• [Given text]
________________________
If you want the MySQL CDC connector to support parallel reading, a unique server ID must be allocated to each parallel reader. Therefore, you must set server-id to a range that is greater than or equal to the value of the Parallelism parameter. For example, you can set server-id to 5400-6400.

scan.incremental.snapshot.chunk.size The chunk size of the table. The chunk size indicates the number of rows. No INTEGER Default value: 8096. If the incremental snapshot algorithm is enabled, the table is split into multiple chunks for data reading. Before data in a chunk is read, the data is cached in the memory. Therefore, if the chunk size is too large, an out of memory (OOM) error may occur. If the chunk size is small, a small number of data records are read after fault recovery. This reduces data throughput.
scan.snapshot.fetch.size The maximum number of records that can be extracted each time full data of a table is read. No INTEGER Default value: 1024.
scan.startup.mode The startup mode when data is consumed. No STRING Valid values:
  • initial: When the MySQL CDC connector starts for the first time, fully managed Flink scans all historical data and reads the most recent binary log data. This is the default value.
________________________
• [Collected data]
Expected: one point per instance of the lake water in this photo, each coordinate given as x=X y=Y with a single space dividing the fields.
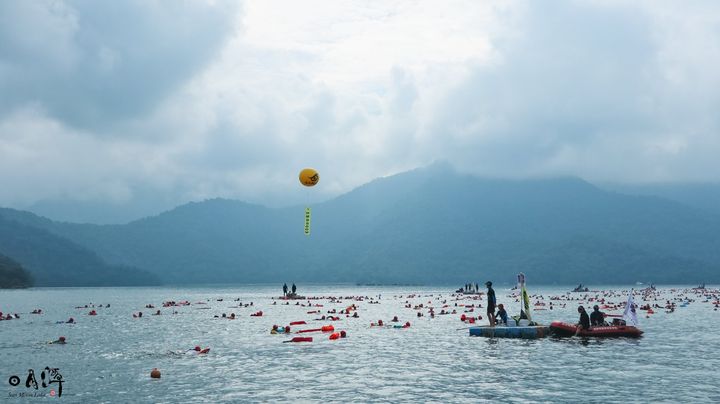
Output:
________________________
• [Challenges]
1. Please set down the part of the MySQL CDC connector text between "scan.incremental.snapshot.chunk.size The chunk" and "reduces data throughput.", inclusive.
2. Answer these from the MySQL CDC connector text:
(a) What example range does it give for server-id?
(b) What is the default value of scan.incremental.snapshot.chunk.size?
(c) What is the default value of scan.snapshot.fetch.size?

• [Expected answers]
1.
scan.incremental.snapshot.chunk.size The chunk size of the table. The chunk size indicates the number of rows. No INTEGER Default value: 8096. If the incremental snapshot algorithm is enabled, the table is split into multiple chunks for data reading. Before data in a chunk is read, the data is cached in the memory. Therefore, if the chunk size is too large, an out of memory (OOM) error may occur. If the chunk size is small, a small number of data records are read after fault recovery. This reduces data throughput.

2.
(a) 5400-6400
(b) 8096
(c) 1024